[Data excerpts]

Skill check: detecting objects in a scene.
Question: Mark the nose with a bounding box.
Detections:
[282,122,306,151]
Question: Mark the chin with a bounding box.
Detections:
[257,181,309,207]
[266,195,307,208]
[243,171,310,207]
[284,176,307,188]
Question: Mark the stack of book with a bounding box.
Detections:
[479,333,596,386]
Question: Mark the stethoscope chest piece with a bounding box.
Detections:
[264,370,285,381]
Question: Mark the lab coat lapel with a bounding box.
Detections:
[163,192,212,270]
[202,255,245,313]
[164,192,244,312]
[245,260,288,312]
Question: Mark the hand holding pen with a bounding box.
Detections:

==

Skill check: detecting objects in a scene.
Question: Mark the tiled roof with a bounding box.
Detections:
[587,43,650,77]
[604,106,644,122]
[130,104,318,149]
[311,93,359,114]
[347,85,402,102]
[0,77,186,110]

* _Assigned task_: Show all lines above holding "Question".

* _Exercise response_:
Question: Mark the nose with a bounding box.
Question: Mark the chin with a bounding box.
Question: Mark the stack of book with a bounding box.
Question: Mark the stethoscope chest piece with a bounding box.
Question: Mark the lab coat lapel with a bounding box.
Question: Mark the hand holding pen with a bounding box.
Question: Mark the tiled roof with a bounding box.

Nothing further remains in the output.